КОРОТКОЕ ЗАДАНИЕ:
Определите, соответствуют ли фрагменту документа ниже утверждения 1. Закон «О кооперации в СССР» датирован 26 мая 1988 года; 2. Слово «бизнесмен» с самого начала писали без кавычек; 3. Кооперативная эпоха стала прелюдией к дикому капитализму. На каждое ответьте «да» или «нет» и дословно приведите решающие слова фрагмента.

##### ФРАГМЕНТ ДОКУМЕНТА

Совершенно понятно, какое мироощущение стояло за этим выбором эпитета – самого нутряного, самого кровного. В общем… чтоб не воскресало оно, это мироощущение!

Над законом

Tempora mutantur et nos mutamur in illis – «Времена меняются, и мы меняемся с ними». Я вот вспоминаю, как начинался новый капитализм. Невероятно распространилось слово кооператор. Сначала-то частная инициатива пришла через кооперативы. Закон СССР от 26 мая 1988 года № 8998-XI «О кооперации в СССР» гласил:

Мы ведь еще помним вдруг откуда ни возьмись появившиеся кооперативные рестораны, кооперативные туалеты, мы помним даже понятие кооперативное кино. Разговоры были такие: «Не буду покупать у кооператоров, поищу по госцене», «У нас там кооператоры пекарню открыли», «Да он кооператор какой-то, богатый». Запомнились еще база отдыха «Кооператор», магазин «Кооператор Кубани».

Конечно, само слово кооператор отнюдь не новое. Мы же помним, как Ленин определял социализм как «строй цивилизованных кооператоров», да и наш «Кооператор Кубани» – еще тот, старый. Но тут через кооперативы, напротив, просочился дух капитализма, а социализм очень быстро затрещал по швам. Кооперативная эпоха скоро прошла, она оказалась лишь прелюдией к дикому капитализму с малиновыми пиджаками и бандитскими стрелками, но еще какое-то время народ называл любых бизнесменов кооператорами.

Оно и понятно. Хорошего-то слова не было. Самого бизнесмена словари до последнего определяли так: «В США: делец, предприниматель, стремящийся из всего извлечь крупные барыши в целях личной наживы». Вот так. Как говорил товарищ Сталин, «нэ у нас, канэшна». Это определение так и дышит социальной неприязнью. Барыши, нажива – ужас. Да и делец, между прочим, в словарях определялся, в частности, как человек, ведущий свои коммерческие дела, «не стесняясь в средствах для достижения цели». Некоторое время слово бизнесмен еще употребляли иронически, в кавычках – потом кавычки потерялись. Предприниматель же сначала казался чем-то не из нашей жизни (из серии «Мне в Париж по делу срочно» у Жванецкого). Это сейчас человек спокойно говорит о себе: «Я индивидуальный предприниматель», а тогда это слово вызывало в воображении разве что какого-нибудь дореволюционного фабриканта и заводчика или же иностранного мистера Твистера – владельца заводов, газет, пароходов. С течением времени предприниматель, как и бизнесмен, стали чем-то привычным, а слово кооператор рассосалось, сделав свое дело, то есть расчистив место для слов с капиталистическим значением, но без оценки.

##########
##### СОХРАНЁННЫЕ ЗАПИСИ

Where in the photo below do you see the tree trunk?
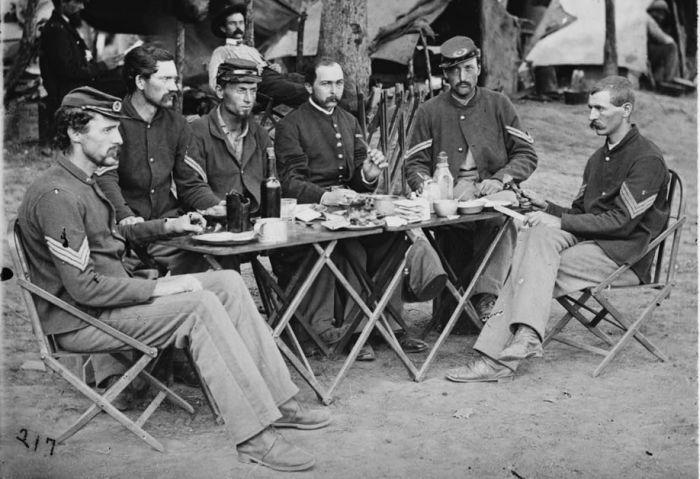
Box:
[318,0,371,100]
[5,0,39,102]
[603,0,617,76]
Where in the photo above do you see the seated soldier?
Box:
[185,59,271,216]
[209,2,309,107]
[406,36,537,330]
[271,58,427,359]
[447,76,669,382]
[19,87,330,471]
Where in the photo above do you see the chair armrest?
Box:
[591,216,686,294]
[17,278,158,358]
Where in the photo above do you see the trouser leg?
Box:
[472,218,518,296]
[58,271,298,443]
[474,226,577,369]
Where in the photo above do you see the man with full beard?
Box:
[183,59,272,216]
[447,76,669,382]
[208,0,309,107]
[406,36,537,330]
[18,87,330,471]
[95,45,213,274]
[271,58,427,360]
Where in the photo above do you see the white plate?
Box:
[192,231,256,245]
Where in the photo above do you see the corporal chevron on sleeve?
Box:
[185,155,209,183]
[44,236,90,271]
[506,126,535,144]
[406,138,433,158]
[95,165,119,176]
[620,182,657,218]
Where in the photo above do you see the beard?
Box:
[86,146,121,167]
[145,92,178,108]
[313,95,340,109]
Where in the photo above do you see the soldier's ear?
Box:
[622,102,632,118]
[66,127,83,143]
[134,75,146,90]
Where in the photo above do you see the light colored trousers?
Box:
[57,270,299,444]
[474,226,639,370]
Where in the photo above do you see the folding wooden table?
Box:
[165,222,417,404]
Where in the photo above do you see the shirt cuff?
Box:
[360,168,379,185]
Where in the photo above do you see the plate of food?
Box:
[192,231,257,246]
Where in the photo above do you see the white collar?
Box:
[309,96,335,116]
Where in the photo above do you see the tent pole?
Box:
[245,0,255,47]
[296,10,308,73]
[175,20,185,113]
[420,31,433,98]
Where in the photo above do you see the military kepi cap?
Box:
[216,58,262,86]
[61,86,126,119]
[440,36,481,68]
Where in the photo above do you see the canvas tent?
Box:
[526,0,651,72]
[263,0,520,93]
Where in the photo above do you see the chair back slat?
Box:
[7,218,56,359]
[652,170,685,284]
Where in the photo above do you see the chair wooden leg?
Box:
[44,356,165,452]
[185,348,224,426]
[113,354,194,414]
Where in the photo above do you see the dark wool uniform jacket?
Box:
[275,101,376,203]
[95,95,206,222]
[39,10,107,114]
[186,107,272,211]
[547,125,670,283]
[18,156,170,334]
[405,87,537,190]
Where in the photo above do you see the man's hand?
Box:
[119,216,144,226]
[165,212,207,233]
[525,211,561,230]
[362,148,389,182]
[267,63,282,73]
[151,274,203,298]
[321,188,357,206]
[520,189,547,210]
[476,180,503,196]
[199,200,226,216]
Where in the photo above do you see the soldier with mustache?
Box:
[209,2,309,107]
[271,58,427,360]
[446,76,670,382]
[406,36,537,330]
[95,44,216,274]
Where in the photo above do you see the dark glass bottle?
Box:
[260,148,282,218]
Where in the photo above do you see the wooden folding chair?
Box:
[7,219,205,452]
[543,170,687,376]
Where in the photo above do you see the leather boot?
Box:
[498,324,542,361]
[445,355,514,383]
[236,427,316,471]
[272,398,331,430]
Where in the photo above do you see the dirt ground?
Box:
[0,92,698,479]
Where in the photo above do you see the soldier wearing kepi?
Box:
[185,59,272,216]
[447,76,669,382]
[19,87,330,471]
[406,36,537,330]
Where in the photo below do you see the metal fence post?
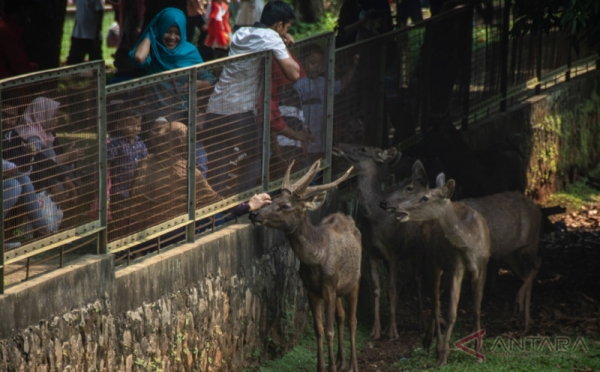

##########

ОТВЕТ НИЖЕ:
1. Да: «Закон СССР от 26 мая 1988 года № 8998-XI».
2. Нет: «Некоторое время слово бизнесмен еще употребляли иронически, в кавычках – потом кавычки потерялись».
3. Да: «она оказалась лишь прелюдией к дикому капитализму».